**Selected excerpt:**
Let me just pour myself a bit of a digression here on the nature of the laws of nature. It is common to speak of the laws of nature or the laws of physics although this is clearly a metaphor, and a very old one. Few people, I would guess, suppose that the laws of nature are literally written down in some cosmic text and enforced by angelic police officers – although it is not uncommon to suppose that the mathematics we use to describe the world is actually what controls it, which I think may be a similar error.  So what are these laws? One problem for us is that not only are they not written down in any cosmic text, they’re not written down on paper in earthly texts either: so far as I know, no-one has ever set down a comprehensive list of the Laws of Nature. Physics textbooks set out a number of laws, indeed, but these tend to be the non-obvious ones, rather in the way that early dictionaries included only ‘hard’ words. The nearest thing to a full statement might be in those efforts to produce a Naïve Physics that ended up (in my opinion) producing something that actually struck the normal mind as far weirder than mere Newtonian physics; but they were explicitly setting out a misconceived version of the laws.

It’s consequently hard to feel assured that all relevant examples have been covered: but again I will cut boldly to the chase and suggest that all laws of nature are in fact laws of conservation. They can all be reconstituted as assertions of the continued existence of an underlying entity in different cases, usually at different times. Certainly it seems that any law which can be stated in the form of an equation must be of this kind, because the equation of x with y essentially tells us that the quantity of underlying z of which they are both expressions remains the same whichever form we take it in. Laws which assert, or contain, a constant, clearly state the existence of a continuing fundamental entity in even clearer form.

If that’s true, then perhaps the laws of nature could be restated as a list of existential assertions (though some of the entities whose existence is asserted would be a little unfamiliar), which with a list of values would give us a comprehensive anomic account of the world.

Be that as it may, and getting back to the main point, it is at any rate clear that besides any confusion arising from any nomic evolution which may be going on, certain features of the world arise out of the operation of causality over time. Now it could be that time itself is actually constituted by the ontic growth of the universe (the steady drip of extra stuff providing the steady tick of the moments); but in any case that growth clearly requires time. It may be that some of the deep constant features of the universe are sustained in their existence directly by the same inscrutable principle which caused the universe to come into existence in the first place; but others definitely depend on a long stream of complex causality, and this is surely where the haecceity primarily comes in. We could say that everything is necessary, but that while some things are necessary in the light of metaphysics, others are necessary in the light of history.

To restate that: it may well be that the universe in which we find ourselves is actually the only possible one, and the product of a necessary ontological (and nomological) evolution; but the necessity of the details is both obscured from us by the nature of the evolution itself and also genuinely different from the direct necessity of the underlying features in that it derives its necessity through causation over time.

That’s why actual experience and actual qualia seem so strange and so difficult to capture theoretically. I hope that makes sense of some kind and perhaps appeals to some degree: I’m away now to sleep it off.

**Goal 1:**
Decide whether each statement below agrees with the passage on the laws of nature. Answer yes or no and quote the deciding words of the passage.
(a) Physics textbooks give a comprehensive list of the laws of nature.
(b) All laws of nature are proposed to be laws of conservation.
(c) The growth of the universe clearly requires time.
**Goal 2:**
In the passage on the laws of nature, what are physics textbooks compared to in their choice of which laws to include?

**Data shown:**
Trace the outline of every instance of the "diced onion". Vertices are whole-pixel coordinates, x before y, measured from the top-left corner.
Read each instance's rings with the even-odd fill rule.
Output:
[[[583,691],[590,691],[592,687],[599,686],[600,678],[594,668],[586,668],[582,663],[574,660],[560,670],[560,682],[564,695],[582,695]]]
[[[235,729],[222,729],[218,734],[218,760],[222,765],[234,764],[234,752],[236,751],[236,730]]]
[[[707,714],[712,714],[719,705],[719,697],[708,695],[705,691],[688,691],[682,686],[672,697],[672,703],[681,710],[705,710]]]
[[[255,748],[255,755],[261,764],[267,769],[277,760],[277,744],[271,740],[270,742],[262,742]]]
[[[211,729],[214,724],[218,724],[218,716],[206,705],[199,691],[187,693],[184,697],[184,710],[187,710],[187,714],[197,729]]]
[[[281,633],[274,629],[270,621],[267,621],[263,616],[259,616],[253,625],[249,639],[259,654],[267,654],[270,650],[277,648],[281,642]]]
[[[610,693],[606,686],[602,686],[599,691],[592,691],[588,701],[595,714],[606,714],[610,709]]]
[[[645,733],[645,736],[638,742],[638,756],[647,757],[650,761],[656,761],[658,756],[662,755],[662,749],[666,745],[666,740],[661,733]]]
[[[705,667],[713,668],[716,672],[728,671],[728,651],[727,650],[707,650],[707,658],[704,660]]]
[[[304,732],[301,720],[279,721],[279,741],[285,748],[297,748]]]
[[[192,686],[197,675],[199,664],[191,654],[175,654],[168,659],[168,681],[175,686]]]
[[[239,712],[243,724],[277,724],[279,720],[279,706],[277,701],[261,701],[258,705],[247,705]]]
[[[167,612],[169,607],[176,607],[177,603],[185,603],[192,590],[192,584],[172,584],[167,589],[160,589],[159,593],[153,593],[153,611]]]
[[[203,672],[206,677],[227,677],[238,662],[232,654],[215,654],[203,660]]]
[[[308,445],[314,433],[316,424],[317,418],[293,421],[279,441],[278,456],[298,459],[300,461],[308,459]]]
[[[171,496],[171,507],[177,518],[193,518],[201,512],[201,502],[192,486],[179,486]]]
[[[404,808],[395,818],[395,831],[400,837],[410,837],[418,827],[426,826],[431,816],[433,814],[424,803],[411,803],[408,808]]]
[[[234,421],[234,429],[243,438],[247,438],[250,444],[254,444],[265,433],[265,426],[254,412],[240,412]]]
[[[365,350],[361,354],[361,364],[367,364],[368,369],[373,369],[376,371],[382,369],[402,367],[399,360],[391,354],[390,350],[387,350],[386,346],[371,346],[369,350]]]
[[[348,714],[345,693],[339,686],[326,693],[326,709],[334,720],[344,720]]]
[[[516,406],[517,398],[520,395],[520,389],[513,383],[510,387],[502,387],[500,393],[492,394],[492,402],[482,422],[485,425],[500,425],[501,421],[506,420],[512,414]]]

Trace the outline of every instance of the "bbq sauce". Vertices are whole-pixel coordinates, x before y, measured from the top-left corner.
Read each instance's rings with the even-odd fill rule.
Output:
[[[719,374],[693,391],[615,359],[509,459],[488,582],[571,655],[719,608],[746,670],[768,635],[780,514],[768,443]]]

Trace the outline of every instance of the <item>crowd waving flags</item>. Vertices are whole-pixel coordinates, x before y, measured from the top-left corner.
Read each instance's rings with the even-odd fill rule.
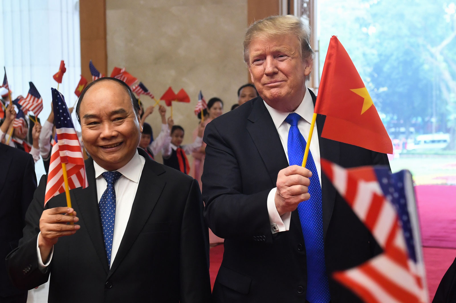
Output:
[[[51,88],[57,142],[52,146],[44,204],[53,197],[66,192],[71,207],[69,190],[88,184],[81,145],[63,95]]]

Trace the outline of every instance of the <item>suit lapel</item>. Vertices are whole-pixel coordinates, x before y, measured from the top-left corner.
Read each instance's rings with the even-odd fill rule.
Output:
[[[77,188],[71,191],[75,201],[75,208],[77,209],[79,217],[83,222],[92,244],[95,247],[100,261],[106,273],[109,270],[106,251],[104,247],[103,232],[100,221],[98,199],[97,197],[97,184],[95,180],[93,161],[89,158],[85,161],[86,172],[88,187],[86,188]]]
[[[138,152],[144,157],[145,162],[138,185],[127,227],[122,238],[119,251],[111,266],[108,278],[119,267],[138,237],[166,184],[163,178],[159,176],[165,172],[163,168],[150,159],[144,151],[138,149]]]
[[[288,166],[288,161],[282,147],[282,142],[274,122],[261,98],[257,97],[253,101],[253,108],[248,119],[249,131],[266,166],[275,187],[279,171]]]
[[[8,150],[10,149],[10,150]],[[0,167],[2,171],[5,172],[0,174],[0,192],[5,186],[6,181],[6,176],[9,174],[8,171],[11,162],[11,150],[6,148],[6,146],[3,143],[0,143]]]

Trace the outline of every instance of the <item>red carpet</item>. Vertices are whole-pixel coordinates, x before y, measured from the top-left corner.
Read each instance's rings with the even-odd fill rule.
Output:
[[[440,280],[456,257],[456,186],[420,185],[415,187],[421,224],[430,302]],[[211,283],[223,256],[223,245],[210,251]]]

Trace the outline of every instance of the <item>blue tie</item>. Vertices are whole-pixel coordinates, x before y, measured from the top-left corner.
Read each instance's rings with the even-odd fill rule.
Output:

**Written response 1:**
(a) No: "so far as I know, no-one has ever set down a comprehensive list of the Laws of Nature"
(b) Yes: "suggest that all laws of nature are in fact laws of conservation"
(c) Yes: "but in any case that growth clearly requires time"

**Written response 2:**
Early dictionaries, which included only ‘hard’ words.